**課題 1:**
下の記事を読み、次の問いに答えよ。
(a) 有限会社ヤマダスピード製版の先代は何で起業したか。
(b) 有限会社ヤマダスピード製版は何名で事業をこなしているか。
(c) お手軽印刷ドットコムを運営する会社の所在地はどこか。

**記事:**

::::::::

地方の中小企業が勝ち抜けた自動見積の成功例

トップイメージ:地方の中小企業が勝ち抜けた自動見積の成功例

発注先業者を探して検索すると、東京の大企業と並んで地方の中小企業がトップ10に出てきたりします。そんな企業のホームページは何か活気に満ちているように思えます。本稿では、自動見積機能を有し、大企業・有名企業と堂々と渡り合っている地方の中小企業をホームページを精査し、その強さの秘密に迫っていきます。

スピード冊子印刷.com

スピード冊子印刷.com (有限会社ヤマダスピード製版|福岡市)

社名からは製版会社かと思ってしまいますが、それは先代がガリ版で起業したからで、その後、オフセット印刷機を導入し、オンデマンドに乗り出すことによって、印刷業に本格参入したそうです。

ホームページを見るとおわかりのように、一般企業の営業マニュアルから大学の卒業論文、はてはマンション管理組合の総会議案書まで、他の業者ならなかなかラインナップしないアイテムまで取り扱い、かゆいところに手の届くサービスをしています。
それぞれ自動見積がつき、細かい仕様を選択肢から選びながら、料金を算出できるようになっています。そして見積もり金額に納得したら時点で、版下を作って注文という流れになります。
もっとも「それぞれ自動見積がつ」くといっても、冊子はどれも見積項目は共通するものが多く、1つのプログラムで間に合わせているようです。

自動見積の源流オンデマンド印刷で起こったこと で指摘したように、オンデマンド印刷業界は、商材ごとに専門化し、集客を図っていますが、有限会社ヤマダスピード製版ではそれを徹底しています。すなわち、スピード〇〇印刷.com というブランド名で、「封筒」「伝票」「挨拶状」「賞状」「チケット」「会社案内」「名刺」「同人誌」とそれぞれホームページを立ち上げ、専門業者として展開しています。
しかも、それらすべてが自動見積、もしくはオンライン注文できます。よく見ると、ホームページのデザインやプログラムは、すべて使いまわしで、非常に効率的です。しかもこれだけの事業を、たった35名でこなしています。確かにどのアイテムも売値は安いのですが、従業員一人当たりの生産性が高いので、収益性の高さが窺われます。

お手軽印刷ドットコム

お手軽印刷ドットコム (株式会社ブイツーソリューション|名古屋市)

お手軽印刷ドットコムは、自費出版業者として有名です。
自費出版といえば、幻冬舎や新潮社など有名出版社も乗り出している分野ですが、有名出版社から出したからといって、知名度や話題性がなければ売れないのが実情です。ですから、自費出版とは、人気作家を目指している人よりも、自分や家族・親しい友人の原稿なり写真なりといった素材を本という形にしたいという人向けのサービスです。
そうした人がまず第一に気にするのが、費用。でも、費用をいちいち問い合わせるのは抵抗があるというのがふつうです。
こういうとき役に立つのが、自動見積です。
自動見積なら、誰にも気兼ねすることなく、条件を変えて好きなだけ見積をとることができます。

お手軽印刷ドットコムの自動見積の特長は、デォルトの選択肢が設定されており、そのままボタンをクリックすると、手元の原稿を最もシンプルな形の本にした場合の価格が算出されます。すなわち、最安値が提示されます。そこで意外と安いと感じた人は、さらにオプションを付けて、本を豪華にしていくか、そのまま資料請求するかというルートを辿り、顧客になっていくのです。

::::::::

いくつかの記録:
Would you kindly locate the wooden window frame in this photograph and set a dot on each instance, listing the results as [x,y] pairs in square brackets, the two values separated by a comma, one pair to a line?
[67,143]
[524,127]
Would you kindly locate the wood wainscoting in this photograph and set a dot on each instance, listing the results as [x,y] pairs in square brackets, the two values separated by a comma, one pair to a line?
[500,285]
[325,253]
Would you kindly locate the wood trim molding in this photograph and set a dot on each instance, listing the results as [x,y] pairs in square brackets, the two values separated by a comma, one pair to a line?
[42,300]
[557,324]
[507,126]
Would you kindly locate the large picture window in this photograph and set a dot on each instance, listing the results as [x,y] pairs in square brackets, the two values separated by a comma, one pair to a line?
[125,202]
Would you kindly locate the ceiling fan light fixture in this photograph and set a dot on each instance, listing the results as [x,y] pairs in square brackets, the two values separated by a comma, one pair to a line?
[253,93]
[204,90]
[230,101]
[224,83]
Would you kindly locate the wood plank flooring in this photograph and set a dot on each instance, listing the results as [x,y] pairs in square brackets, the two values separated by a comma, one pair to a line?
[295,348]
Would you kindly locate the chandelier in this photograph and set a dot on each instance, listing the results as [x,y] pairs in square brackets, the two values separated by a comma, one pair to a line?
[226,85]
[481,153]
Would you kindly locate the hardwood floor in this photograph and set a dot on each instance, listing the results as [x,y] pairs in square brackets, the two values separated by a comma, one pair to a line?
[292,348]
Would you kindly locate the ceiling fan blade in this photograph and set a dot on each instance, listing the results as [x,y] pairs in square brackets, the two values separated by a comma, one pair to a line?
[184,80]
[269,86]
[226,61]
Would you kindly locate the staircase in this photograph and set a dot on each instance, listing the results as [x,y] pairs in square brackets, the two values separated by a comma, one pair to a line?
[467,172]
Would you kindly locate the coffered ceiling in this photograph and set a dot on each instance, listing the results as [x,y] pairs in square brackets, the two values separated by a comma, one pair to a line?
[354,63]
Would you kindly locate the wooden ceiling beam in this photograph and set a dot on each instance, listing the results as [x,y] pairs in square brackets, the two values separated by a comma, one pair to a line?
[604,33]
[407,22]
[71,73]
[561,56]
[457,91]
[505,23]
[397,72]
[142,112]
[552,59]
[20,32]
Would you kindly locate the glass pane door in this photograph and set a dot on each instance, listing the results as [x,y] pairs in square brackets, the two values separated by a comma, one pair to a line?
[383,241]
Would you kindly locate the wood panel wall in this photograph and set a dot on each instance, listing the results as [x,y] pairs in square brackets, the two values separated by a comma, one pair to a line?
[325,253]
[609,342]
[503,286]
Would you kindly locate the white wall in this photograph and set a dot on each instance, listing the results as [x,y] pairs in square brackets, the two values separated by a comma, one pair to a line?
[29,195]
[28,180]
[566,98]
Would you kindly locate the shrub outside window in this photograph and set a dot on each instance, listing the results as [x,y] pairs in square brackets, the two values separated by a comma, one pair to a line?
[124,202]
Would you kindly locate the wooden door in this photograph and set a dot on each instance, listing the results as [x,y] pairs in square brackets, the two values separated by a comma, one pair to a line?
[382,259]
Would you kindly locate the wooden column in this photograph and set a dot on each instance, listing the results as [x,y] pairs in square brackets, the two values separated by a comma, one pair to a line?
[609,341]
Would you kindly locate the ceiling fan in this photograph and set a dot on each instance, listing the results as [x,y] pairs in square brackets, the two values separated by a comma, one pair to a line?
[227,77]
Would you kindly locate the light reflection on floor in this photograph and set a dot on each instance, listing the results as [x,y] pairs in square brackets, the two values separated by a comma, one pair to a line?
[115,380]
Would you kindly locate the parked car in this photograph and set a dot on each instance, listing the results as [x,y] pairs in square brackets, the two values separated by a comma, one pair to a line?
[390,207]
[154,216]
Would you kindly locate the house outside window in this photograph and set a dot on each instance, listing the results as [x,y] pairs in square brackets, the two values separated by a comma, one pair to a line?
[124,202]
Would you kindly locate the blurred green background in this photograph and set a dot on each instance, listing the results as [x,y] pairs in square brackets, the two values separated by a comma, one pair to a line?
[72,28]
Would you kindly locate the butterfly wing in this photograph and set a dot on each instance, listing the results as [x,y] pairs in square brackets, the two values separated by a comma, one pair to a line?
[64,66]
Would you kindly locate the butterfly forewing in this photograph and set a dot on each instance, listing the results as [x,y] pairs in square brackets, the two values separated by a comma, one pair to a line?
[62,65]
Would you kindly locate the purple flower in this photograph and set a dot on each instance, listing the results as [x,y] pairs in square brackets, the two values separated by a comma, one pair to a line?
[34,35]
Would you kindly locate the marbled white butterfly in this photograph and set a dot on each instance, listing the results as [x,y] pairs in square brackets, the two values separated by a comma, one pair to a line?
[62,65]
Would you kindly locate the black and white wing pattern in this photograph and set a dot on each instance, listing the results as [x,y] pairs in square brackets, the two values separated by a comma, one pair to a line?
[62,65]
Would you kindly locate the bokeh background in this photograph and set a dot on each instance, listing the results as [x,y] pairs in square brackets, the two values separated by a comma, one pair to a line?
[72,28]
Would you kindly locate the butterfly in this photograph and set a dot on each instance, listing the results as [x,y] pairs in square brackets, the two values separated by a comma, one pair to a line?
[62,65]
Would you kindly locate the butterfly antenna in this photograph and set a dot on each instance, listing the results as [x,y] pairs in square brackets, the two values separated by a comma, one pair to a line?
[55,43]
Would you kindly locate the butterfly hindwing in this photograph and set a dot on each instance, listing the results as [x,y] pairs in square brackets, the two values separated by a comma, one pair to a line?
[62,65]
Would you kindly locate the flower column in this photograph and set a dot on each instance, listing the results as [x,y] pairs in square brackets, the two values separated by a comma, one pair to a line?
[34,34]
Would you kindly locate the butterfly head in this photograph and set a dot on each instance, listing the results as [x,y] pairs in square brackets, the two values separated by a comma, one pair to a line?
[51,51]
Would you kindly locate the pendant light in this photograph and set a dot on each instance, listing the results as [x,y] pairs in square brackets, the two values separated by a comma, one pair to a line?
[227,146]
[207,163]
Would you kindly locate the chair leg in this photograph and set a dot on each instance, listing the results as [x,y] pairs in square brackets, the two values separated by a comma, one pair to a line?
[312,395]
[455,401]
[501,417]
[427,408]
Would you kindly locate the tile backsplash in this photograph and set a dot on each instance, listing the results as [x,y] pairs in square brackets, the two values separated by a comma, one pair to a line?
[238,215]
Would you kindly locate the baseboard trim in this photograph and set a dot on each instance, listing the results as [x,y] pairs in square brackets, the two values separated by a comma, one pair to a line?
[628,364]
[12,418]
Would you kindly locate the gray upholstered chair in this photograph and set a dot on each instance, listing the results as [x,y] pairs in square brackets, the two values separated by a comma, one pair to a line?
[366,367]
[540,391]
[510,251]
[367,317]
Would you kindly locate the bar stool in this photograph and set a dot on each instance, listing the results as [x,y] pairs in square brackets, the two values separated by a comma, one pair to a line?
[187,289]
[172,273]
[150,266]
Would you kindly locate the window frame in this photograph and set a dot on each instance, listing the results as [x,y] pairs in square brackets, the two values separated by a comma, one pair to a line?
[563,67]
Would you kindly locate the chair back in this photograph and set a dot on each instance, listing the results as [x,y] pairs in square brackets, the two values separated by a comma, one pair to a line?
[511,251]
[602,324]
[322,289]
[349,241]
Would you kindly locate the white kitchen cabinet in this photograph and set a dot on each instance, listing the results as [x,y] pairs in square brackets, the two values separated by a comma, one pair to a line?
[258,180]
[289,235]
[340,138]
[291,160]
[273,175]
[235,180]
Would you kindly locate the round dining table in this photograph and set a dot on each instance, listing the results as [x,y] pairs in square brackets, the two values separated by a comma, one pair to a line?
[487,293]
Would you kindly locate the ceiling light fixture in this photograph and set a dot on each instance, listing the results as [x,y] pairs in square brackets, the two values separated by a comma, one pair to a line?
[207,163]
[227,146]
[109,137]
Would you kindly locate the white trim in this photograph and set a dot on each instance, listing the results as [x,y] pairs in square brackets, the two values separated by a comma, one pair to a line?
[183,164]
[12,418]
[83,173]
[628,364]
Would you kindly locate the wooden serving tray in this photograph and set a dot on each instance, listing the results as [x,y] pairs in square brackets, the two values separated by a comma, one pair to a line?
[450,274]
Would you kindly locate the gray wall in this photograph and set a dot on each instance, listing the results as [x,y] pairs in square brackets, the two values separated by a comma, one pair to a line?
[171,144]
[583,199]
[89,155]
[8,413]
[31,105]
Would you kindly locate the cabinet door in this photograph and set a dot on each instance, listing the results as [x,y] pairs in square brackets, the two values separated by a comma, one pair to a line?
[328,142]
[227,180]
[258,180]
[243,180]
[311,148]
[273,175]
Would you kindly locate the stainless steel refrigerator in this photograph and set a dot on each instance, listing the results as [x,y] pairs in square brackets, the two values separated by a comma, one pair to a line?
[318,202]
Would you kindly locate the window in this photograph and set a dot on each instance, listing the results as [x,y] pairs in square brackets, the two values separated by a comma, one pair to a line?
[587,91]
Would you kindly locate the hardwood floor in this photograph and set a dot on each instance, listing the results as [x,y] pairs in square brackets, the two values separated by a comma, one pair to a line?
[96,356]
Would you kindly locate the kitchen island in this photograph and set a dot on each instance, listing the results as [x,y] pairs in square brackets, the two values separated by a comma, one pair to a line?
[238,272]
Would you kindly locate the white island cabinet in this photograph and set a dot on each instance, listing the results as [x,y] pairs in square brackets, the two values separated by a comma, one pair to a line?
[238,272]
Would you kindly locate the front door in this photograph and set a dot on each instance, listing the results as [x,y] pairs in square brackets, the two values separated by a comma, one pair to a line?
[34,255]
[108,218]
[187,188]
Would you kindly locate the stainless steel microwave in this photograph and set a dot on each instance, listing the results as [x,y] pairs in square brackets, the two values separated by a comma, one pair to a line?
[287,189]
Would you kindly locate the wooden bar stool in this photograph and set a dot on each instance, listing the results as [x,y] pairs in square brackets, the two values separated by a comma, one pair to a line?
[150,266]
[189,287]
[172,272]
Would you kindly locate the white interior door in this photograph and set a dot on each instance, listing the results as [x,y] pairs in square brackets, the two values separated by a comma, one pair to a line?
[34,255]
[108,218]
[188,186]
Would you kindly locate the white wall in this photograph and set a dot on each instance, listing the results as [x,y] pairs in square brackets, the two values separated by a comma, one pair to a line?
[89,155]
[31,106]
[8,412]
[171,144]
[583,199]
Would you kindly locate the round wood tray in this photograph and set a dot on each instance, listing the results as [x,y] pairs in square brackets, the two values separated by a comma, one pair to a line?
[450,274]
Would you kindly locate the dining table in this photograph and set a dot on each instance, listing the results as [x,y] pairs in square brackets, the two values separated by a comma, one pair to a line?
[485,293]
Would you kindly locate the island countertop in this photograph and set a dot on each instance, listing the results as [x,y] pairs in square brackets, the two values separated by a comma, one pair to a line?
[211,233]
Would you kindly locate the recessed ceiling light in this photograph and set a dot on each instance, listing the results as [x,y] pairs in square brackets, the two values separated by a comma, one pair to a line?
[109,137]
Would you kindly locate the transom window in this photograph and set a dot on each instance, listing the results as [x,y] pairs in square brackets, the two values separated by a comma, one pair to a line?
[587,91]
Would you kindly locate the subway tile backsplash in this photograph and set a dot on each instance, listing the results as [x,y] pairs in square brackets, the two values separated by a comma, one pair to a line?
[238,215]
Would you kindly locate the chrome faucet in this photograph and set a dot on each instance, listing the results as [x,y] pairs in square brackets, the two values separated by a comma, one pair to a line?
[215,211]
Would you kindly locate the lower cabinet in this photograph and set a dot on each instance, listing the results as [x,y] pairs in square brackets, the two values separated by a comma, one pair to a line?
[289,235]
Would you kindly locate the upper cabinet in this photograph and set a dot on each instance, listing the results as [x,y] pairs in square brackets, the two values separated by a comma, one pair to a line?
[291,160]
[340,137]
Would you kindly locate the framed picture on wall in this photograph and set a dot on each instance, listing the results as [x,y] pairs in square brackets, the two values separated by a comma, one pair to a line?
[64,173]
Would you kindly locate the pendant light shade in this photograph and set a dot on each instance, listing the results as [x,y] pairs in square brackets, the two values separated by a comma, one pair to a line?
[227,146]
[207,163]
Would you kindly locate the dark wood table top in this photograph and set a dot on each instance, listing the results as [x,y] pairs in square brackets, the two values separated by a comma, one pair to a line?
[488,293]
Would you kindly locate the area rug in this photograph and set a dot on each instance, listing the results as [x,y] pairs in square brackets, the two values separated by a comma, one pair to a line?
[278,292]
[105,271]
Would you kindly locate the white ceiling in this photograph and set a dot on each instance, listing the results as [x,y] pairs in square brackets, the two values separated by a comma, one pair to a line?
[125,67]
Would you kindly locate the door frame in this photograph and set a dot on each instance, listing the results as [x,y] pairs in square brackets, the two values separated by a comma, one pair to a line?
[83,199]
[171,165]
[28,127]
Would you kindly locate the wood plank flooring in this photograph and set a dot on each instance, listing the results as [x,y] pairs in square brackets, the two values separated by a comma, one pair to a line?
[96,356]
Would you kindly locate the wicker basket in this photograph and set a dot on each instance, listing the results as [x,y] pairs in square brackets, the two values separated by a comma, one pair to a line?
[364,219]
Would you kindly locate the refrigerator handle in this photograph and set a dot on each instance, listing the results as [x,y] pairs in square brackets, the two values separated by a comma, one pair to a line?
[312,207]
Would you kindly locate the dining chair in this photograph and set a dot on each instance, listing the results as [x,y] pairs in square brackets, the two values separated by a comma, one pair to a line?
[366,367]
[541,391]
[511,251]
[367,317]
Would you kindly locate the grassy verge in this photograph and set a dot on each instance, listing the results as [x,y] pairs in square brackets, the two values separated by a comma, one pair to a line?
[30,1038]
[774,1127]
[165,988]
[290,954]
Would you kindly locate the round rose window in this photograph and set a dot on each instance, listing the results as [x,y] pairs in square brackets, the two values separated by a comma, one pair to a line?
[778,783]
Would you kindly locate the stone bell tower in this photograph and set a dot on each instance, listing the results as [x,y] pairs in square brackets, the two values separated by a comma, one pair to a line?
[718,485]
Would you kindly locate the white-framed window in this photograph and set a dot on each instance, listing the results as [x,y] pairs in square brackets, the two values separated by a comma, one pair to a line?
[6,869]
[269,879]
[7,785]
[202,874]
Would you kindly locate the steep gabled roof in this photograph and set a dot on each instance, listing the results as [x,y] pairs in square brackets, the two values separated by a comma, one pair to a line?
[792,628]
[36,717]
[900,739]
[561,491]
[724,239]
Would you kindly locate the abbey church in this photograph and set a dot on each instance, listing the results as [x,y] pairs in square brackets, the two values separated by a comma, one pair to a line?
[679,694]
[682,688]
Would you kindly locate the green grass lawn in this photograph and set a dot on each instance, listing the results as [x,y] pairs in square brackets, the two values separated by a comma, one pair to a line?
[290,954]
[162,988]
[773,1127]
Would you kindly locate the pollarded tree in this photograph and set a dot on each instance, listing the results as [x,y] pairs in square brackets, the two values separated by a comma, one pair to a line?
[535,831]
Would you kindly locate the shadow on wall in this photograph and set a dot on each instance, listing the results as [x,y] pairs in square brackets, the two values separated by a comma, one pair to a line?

::::::::

**課題 2:**
上の記録を文字列「steel」で絞り込み、その文字列を含む行をすべて写してください。大文字と小文字は区別する。

**回答 1:**
(a) ガリ版
(b) 35名
(c) 名古屋市

**回答 2:**
Would you kindly locate the stainless steel refrigerator in this photograph and set a dot on each instance, listing the results as [x,y] pairs in square brackets, the two values separated by a comma, one pair to a line?
Would you kindly locate the stainless steel microwave in this photograph and set a dot on each instance, listing the results as [x,y] pairs in square brackets, the two values separated by a comma, one pair to a line?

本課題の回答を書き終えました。